**Your task:** Please locate each line in the items below that contains the word "stem" and copy those lines.

**Location identification items:**
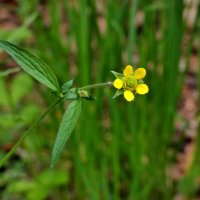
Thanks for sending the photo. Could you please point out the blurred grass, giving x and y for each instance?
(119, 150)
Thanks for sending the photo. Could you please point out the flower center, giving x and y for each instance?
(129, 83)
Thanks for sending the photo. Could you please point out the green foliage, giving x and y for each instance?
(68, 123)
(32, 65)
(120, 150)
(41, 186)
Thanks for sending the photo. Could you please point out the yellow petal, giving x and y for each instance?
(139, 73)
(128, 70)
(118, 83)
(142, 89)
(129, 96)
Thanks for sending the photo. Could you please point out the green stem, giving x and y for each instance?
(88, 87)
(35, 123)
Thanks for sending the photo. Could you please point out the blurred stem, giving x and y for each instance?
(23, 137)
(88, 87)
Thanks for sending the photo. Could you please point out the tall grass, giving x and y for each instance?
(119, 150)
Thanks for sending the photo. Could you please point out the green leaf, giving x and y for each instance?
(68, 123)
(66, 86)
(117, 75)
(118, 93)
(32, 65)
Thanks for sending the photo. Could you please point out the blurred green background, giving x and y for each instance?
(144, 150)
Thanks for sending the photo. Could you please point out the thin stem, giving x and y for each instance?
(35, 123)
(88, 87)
--
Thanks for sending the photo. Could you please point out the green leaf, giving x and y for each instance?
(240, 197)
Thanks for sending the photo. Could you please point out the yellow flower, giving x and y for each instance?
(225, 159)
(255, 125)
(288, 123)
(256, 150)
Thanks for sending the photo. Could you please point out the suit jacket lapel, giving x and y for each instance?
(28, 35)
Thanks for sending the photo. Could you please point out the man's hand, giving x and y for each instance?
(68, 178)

**Output of the exercise:**
Thanks for sending the photo. Could you please point out the green stem, giving x and y for each instance?
Thanks for sending the photo. Could you please point out the blurred stem, giving x and y for each instance?
Thanks for sending the photo. Could you please point out the thin stem, giving x and y for each instance?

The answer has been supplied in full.